● Description of the task
Print the entries in full, word for word, but not the pictures.

● Extracted entries

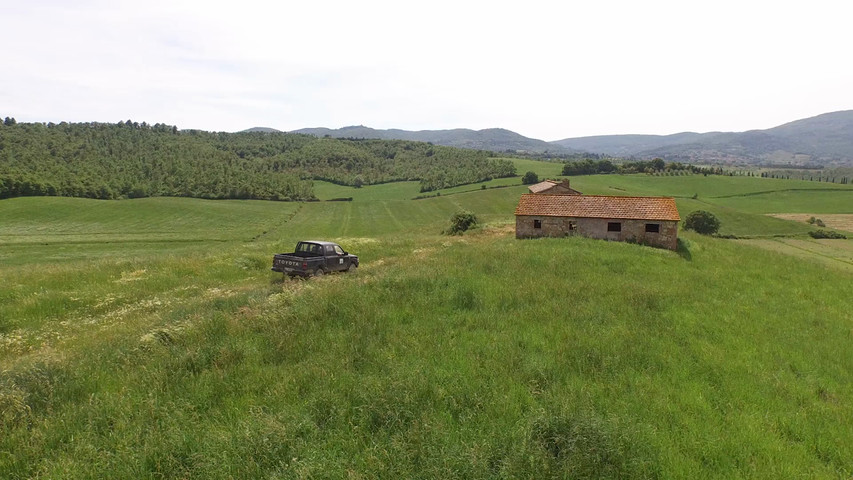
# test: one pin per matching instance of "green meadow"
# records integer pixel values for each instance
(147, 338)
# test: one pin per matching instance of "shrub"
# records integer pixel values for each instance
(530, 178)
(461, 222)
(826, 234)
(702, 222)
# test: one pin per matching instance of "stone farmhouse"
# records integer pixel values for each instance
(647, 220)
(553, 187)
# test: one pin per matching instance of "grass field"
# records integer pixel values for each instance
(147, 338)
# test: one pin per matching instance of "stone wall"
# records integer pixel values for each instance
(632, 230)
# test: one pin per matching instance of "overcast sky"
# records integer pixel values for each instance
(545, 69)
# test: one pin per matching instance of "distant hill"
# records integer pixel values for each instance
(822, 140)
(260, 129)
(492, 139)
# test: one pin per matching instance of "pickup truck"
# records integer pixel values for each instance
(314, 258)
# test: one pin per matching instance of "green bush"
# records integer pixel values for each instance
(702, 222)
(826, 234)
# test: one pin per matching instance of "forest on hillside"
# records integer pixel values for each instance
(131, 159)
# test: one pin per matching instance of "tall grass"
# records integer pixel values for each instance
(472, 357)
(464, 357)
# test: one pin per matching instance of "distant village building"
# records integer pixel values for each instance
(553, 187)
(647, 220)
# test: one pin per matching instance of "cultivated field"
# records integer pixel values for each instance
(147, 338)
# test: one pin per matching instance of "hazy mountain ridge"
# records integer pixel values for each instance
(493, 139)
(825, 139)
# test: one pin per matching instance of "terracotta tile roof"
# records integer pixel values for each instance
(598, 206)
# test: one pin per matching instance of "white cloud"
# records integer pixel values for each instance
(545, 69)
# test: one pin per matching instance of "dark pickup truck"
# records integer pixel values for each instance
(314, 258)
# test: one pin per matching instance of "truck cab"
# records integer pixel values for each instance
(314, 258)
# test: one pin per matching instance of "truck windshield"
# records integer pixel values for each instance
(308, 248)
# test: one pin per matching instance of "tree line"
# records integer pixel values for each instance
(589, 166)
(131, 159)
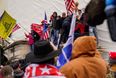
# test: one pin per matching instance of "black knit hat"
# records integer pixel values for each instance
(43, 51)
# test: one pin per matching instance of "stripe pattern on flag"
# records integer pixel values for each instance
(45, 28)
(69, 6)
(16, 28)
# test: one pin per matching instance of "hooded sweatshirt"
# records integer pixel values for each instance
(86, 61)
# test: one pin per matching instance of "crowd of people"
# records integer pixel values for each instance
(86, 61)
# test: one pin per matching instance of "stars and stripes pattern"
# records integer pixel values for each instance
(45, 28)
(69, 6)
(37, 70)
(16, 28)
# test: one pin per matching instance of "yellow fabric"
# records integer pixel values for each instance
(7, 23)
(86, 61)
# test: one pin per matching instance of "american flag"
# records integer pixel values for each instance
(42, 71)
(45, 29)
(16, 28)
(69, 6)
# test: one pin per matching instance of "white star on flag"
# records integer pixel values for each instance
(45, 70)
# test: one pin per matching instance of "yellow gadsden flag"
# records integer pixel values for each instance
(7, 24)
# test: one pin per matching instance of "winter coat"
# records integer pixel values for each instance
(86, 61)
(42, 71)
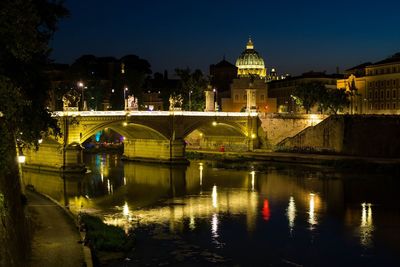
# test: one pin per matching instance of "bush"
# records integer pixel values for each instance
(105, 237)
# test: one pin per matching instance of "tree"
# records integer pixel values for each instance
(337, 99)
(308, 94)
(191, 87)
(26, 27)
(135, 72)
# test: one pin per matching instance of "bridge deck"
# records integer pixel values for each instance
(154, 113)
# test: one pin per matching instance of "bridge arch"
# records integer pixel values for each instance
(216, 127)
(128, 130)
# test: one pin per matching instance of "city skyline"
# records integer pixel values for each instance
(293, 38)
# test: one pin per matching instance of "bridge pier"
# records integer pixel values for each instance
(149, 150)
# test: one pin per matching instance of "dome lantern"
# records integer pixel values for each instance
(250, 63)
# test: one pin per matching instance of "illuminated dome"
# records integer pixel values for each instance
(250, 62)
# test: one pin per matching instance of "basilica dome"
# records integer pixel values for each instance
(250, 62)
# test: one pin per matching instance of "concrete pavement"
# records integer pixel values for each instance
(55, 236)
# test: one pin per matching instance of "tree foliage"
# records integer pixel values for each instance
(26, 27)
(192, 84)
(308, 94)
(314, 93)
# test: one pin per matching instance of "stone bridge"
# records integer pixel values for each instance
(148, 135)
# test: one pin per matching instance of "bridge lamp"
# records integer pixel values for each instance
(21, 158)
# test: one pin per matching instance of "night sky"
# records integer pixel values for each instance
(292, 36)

● Completed exercise
# test: one pin per matching instance of "green meadow"
# records integer pixel values for each instance
(147, 338)
# test: one pin per matching instance of "shrub"
# records integer pixel values for each instance
(530, 178)
(461, 222)
(826, 234)
(702, 222)
# test: one pin per matching instance of "stone farmhouse"
# records integer pixel values for each instance
(647, 220)
(553, 187)
# test: one pin per matching instance of "grass field"
# records integer pixel values for each instance
(147, 338)
# test: one pin per matching instance of "stone wall"
# records integer pixel values for each instance
(632, 230)
# test: one pin per matching instance of "overcast sky"
# records integer pixel values for each instance
(545, 69)
# test: one pin per matching instance of "distant hill"
# records integer pixel values for each instance
(822, 140)
(260, 129)
(492, 139)
# test: one pin per matching instance of "pickup truck"
# records integer pixel values for each instance
(314, 258)
# test: one pin per matching instance of "green bush"
# records integer pixel values for each instance
(702, 222)
(826, 234)
# test: one pin per matching instance of "forest on hillside"
# records integer pixel values for each instance
(131, 159)
# test: one pin per matching instance of "tall grass"
# records integer pixel values for each instance
(472, 357)
(464, 357)
# test: one pin per matching instance of "distant village building"
# records integer pixel values for each instance
(553, 187)
(647, 220)
# test: one pin per matching instance of "cultivated field"
# records integer pixel values for each instance
(147, 338)
# test: one pin per matching instance of "hazy mountain ridge"
# records integer pixel values for each instance
(493, 139)
(825, 139)
# test: one pin per matching instance of "terracotta tile roof"
# records integer pixel values for each instance
(598, 206)
# test: one pin per matching instance of "white cloud"
# records integer pixel values for each instance
(545, 69)
# test: one pin per matching instance of "dark pickup truck"
# records integer pixel values for each instance
(314, 258)
# test: one pin per matching instance of "truck cab"
# records integer pixel values for each instance
(314, 258)
# test: one pin per matching instance of "truck windshield"
# records integer pixel values for each instance
(308, 248)
# test: one pin per matching instance of "tree line"
# records integer pixel values for each instance
(589, 166)
(131, 159)
# test: one pin per matching instance of "black knit hat"
# records integer pixel values for each instance
(43, 51)
# test: one pin per matching instance of "stripe pattern on flag"
# records integer pixel values for each instance
(45, 28)
(69, 6)
(16, 28)
# test: one pin per matching instance of "hooded sweatshirt"
# records integer pixel values for each instance
(86, 61)
# test: one pin per matching instance of "crowd of people"
# records integer pixel values for each instance
(86, 61)
# test: one pin per matching instance of "stars and stripes pattern"
# records integer pixel values for each instance
(45, 28)
(69, 6)
(37, 70)
(16, 28)
# test: one pin per matching instance of "yellow fabric"
# records integer pixel values for each instance
(7, 23)
(86, 61)
# test: one pin per matching instance of "american flag"
# records integer pixel values for each instance
(42, 71)
(45, 29)
(16, 28)
(69, 6)
# test: one pin per matching instance of "white star on flag"
# records integer pixel values for each instance
(45, 70)
# test: one pin per matching instance of "yellow gadsden flag"
# records integer pixel values for each instance
(7, 24)
# test: one pin per matching instance of "winter coat"
# records integer pixel values for each instance
(86, 61)
(42, 71)
# test: one pin per matching instance of "bush"
# records integer pixel values for each instance
(105, 237)
# test: one pin per matching instance of "tree"
# records integer pixel values for each instance
(337, 99)
(308, 94)
(191, 87)
(26, 27)
(135, 72)
# test: one pin per matching instance of "bridge deck"
# records integer pixel values for each instance
(154, 113)
# test: one pin per matching instance of "bridge arch"
# records integer pixel values for each instance
(216, 127)
(128, 130)
# test: one pin per matching instance of "city skyline"
# records integer pixel values for each instance
(293, 38)
# test: one pin per matching instance of "bridge pier"
# records integer pixel values for each instance
(149, 150)
# test: one pin per matching instance of "dome lantern"
# records integer pixel values for each instance
(250, 63)
# test: one pin per matching instance of "illuminated dome"
# records integer pixel values for each instance
(250, 62)
# test: one pin per matching instance of "basilica dome"
# records integer pixel values for each instance
(250, 62)
# test: one pin per matching instance of "concrete pavement"
# records integer pixel values for each instance
(55, 236)
# test: one pin per matching instance of "tree foliage"
# records integer pixel values for each instance
(26, 27)
(192, 84)
(308, 94)
(314, 93)
# test: one pin per matching instance of "stone bridge"
# records integer pixel values for each instance
(148, 135)
# test: one pin per matching instance of "bridge lamp"
# records integer pixel values for each instance
(21, 158)
# test: one pin per matching instance of "night sky"
# records integer pixel values for each instance
(292, 36)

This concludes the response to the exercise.